The RSVP request is a spontaneous notification - a "pushed observation" - to the target Event object. The Event will then link to this notified object if it is interested in it. It can then poll for changes, or wait for further POST updates. If not interested, or stops being interested, it would return 403.

The POST response is optional, and is sent on the assumption that the source, the RSVP, is interested in the resulting update - that the RSVP object is observing this Event, which it probably is. This could be made explicit through the use of Cache-Notify.

Coffee Shop Example

There is a tradition in the distributed systems or integration community to use the example of ordering coffee to demonstrate your asynchronous system integration or distribution model.

It started with Gregor Hohpe's article about asynchronous messaging, then was continued by Jim Webber as "RESTbucks" to discuss his REST interpretation in an open forum and subsequently used to describe a refined version of the approach in the book by Jim and Ian Robinson.

Here's the FOREST version. It's based on the Foreign Exchange ordering example I used in my FOREST paper, which in turn was actually a coffee ordering scenario in its first drafts.

GET /baristas HTTP/1.1
Host: coffee-shop.com

HTTP/1.1 200 OK
Etag: "313"
Cache-Control: max-age=10
Content-Type: application/json

{ "is": [ "coffee", "shop", "vendor" ],
  "products": [
    { "title": "Espresso",   "More": "/prod/esp1" },
    { "title": "Cappuccino", "More": "/prod/cap2" }
  ],
  "trackers": [
    "http://coffee-shop.com/track110",
    "http://coffee-shop.com/track109"
  ]
}

Here we have an entry point URL on the coffee-shop.com server which returns a "vendor" object listing products and currently outstanding orders being tracked. Let's have a look at that Espresso:

GET /prod/esp1 HTTP/1.1
Host: coffee-shop.com

HTTP/1.1 200 OK
Etag: "12"
Cache-Control: max-age=3600
Content-Type: application/json

{ "is": [ "coffee", "product" ],
  "title": "Espresso",
  "description": "A shot of pure coffee",
  "options": {
    "shots":     { "input": "textfield", "label": "Shots", "range": [ 1, "..", 5 ] }
    "ristretto": { "input": "checkbox",  "label": "Ristretto" }
  }
  "price-text": "£1.50 single, £2.50 double"
}

So now we know all about it, and it allows certain options - "shots" and "ristretto" - that we can present on a user interface. Lets give our order, now:

POST /baristas HTTP/1.1
Host: coffee-shop.com
Content-Type: application/json

{ "URL": "http://my-orders.com/ordr321",
  "Version": 1,
  "Max-Age": 10,
  "is": [ "coffee", "order" ],
  "products": [ { "product": "/prod/esp1", "quantity": 1, "shots": 1, "ristretto": false } ],
  "vendor": "http://coffee-shop.com/baristas"

Task requirements -
Please translate this sentence from the coffee-ordering passage into Spanish: "There is a tradition in the distributed systems or integration community to use the example of ordering coffee to demonstrate your asynchronous system integration or distribution model." The material was taken from a separate source.

Raw data -
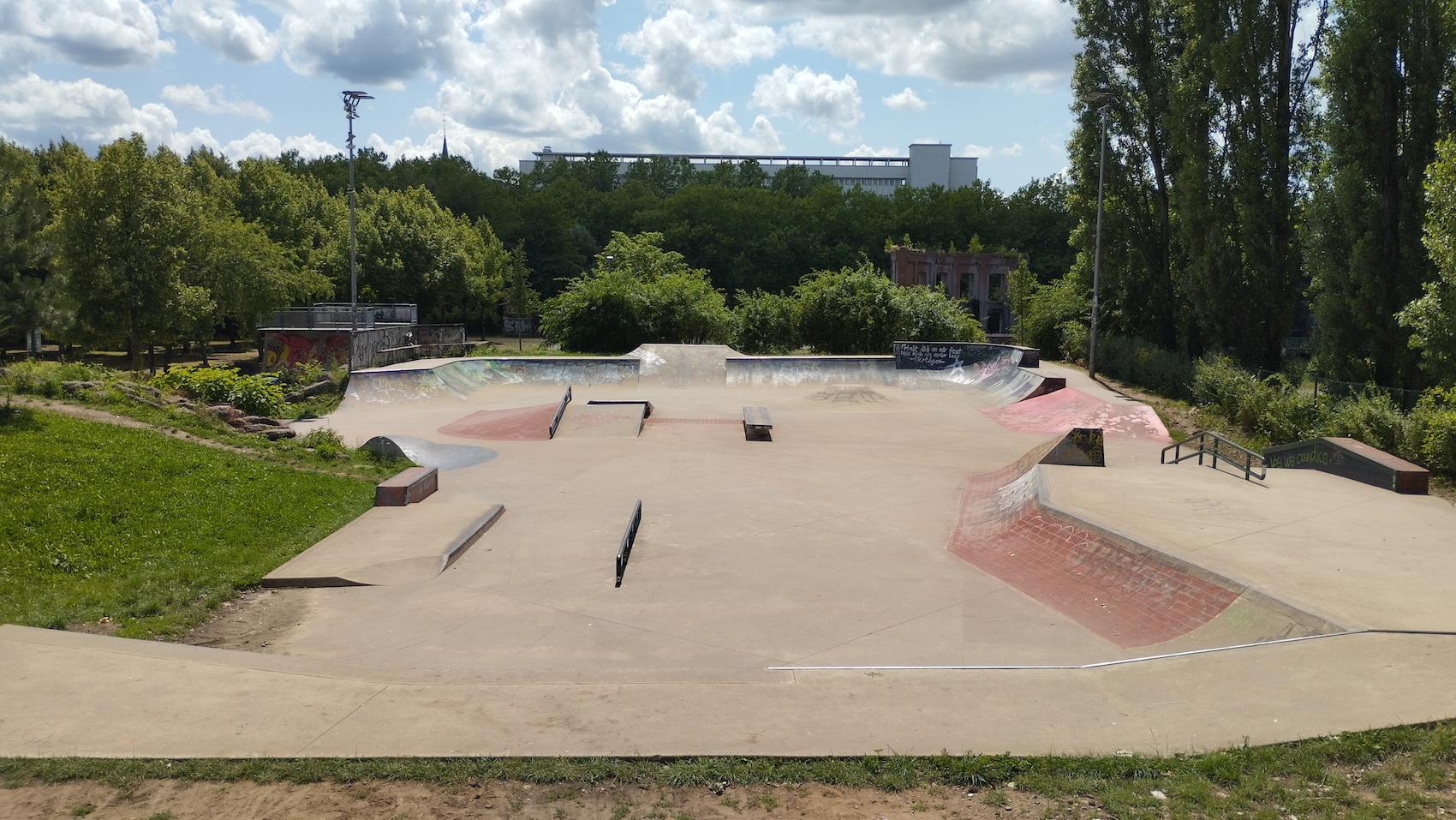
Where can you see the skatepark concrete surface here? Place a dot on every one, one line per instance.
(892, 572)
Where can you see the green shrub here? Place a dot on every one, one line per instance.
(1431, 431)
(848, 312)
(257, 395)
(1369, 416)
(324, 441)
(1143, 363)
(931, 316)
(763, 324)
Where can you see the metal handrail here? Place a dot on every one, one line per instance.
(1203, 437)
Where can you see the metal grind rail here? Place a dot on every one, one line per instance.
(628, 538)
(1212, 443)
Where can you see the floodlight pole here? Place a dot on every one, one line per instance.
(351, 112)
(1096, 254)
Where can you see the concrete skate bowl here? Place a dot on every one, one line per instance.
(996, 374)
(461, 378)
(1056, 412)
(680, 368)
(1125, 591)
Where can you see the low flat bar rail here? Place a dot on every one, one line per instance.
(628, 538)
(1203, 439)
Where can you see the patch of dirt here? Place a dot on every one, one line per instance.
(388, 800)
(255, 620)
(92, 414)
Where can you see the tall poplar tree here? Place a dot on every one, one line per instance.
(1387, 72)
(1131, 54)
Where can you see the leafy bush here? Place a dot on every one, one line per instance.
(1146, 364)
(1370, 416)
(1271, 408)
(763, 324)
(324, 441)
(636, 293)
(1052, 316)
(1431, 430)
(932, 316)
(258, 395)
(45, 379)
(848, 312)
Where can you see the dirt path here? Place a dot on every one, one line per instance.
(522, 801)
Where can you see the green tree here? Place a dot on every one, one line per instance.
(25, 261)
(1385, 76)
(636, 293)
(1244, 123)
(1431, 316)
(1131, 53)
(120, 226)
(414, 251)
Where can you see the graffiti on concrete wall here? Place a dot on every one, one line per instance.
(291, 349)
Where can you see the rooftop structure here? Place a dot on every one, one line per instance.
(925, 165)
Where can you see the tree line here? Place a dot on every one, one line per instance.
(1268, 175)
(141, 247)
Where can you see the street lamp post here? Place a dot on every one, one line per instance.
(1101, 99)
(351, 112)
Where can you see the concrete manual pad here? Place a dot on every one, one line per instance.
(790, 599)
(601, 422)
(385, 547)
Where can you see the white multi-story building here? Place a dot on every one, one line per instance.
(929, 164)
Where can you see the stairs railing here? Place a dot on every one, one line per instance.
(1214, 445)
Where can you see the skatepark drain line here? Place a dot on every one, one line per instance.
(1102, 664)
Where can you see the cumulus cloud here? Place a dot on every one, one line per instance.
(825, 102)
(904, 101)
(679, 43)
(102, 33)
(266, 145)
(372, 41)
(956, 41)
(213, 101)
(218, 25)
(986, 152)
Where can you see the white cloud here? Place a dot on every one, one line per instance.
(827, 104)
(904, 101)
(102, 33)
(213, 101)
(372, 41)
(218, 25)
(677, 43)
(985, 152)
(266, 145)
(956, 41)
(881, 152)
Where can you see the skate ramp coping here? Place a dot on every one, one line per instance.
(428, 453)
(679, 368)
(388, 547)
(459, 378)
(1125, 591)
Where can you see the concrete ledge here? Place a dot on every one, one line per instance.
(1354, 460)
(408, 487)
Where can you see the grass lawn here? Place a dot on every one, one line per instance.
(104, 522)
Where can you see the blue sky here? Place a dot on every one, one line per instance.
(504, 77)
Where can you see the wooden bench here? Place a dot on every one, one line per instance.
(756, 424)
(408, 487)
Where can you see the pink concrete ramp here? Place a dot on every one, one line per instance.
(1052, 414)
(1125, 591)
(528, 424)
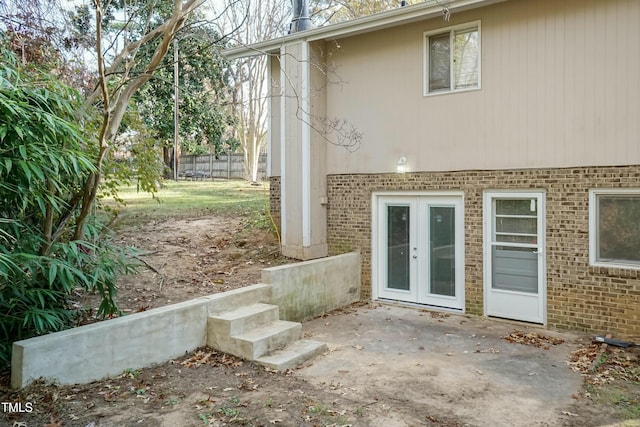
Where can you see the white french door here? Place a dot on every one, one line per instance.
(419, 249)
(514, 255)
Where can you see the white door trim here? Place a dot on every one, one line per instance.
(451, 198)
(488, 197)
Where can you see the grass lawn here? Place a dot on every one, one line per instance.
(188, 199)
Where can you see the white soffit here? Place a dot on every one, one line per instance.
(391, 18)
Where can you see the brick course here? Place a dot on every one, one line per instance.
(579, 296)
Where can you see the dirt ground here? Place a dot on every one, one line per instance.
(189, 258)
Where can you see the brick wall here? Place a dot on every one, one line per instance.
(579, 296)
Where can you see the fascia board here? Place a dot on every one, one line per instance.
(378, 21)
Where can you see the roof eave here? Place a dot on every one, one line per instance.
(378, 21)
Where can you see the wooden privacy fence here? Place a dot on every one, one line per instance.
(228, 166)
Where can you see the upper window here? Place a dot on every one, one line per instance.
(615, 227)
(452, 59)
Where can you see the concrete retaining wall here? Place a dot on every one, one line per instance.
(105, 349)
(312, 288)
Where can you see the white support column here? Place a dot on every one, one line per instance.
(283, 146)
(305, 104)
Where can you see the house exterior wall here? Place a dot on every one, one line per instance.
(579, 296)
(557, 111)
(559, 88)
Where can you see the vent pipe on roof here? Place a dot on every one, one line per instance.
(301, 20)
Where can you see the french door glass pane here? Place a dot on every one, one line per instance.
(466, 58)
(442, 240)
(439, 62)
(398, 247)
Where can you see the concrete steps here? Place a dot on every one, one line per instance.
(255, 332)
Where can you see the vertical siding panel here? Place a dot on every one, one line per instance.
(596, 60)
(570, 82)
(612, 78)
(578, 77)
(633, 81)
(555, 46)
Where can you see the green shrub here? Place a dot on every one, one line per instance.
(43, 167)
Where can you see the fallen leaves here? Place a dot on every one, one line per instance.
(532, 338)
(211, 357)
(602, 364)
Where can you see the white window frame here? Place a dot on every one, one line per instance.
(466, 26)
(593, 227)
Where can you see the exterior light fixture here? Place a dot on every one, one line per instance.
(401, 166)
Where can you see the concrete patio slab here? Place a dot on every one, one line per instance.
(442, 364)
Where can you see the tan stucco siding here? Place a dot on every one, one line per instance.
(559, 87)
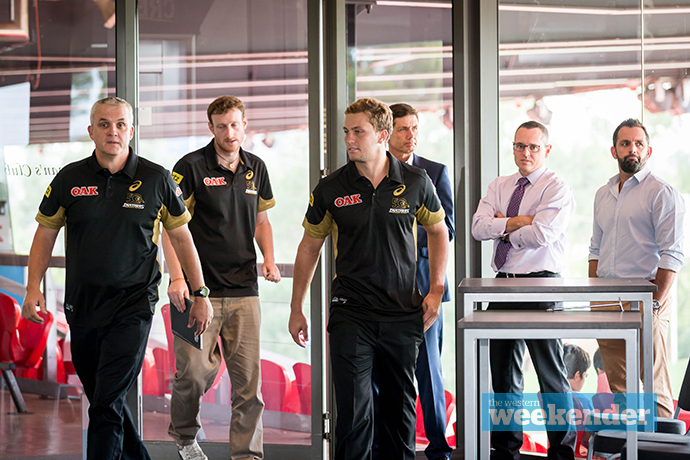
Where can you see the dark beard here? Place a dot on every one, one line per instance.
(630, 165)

Final result -
Existe una tradición en la comunidad de sistemas distribuidos o de integración de usar el ejemplo de pedir café para demostrar tu modelo asíncrono de integración o distribución de sistemas.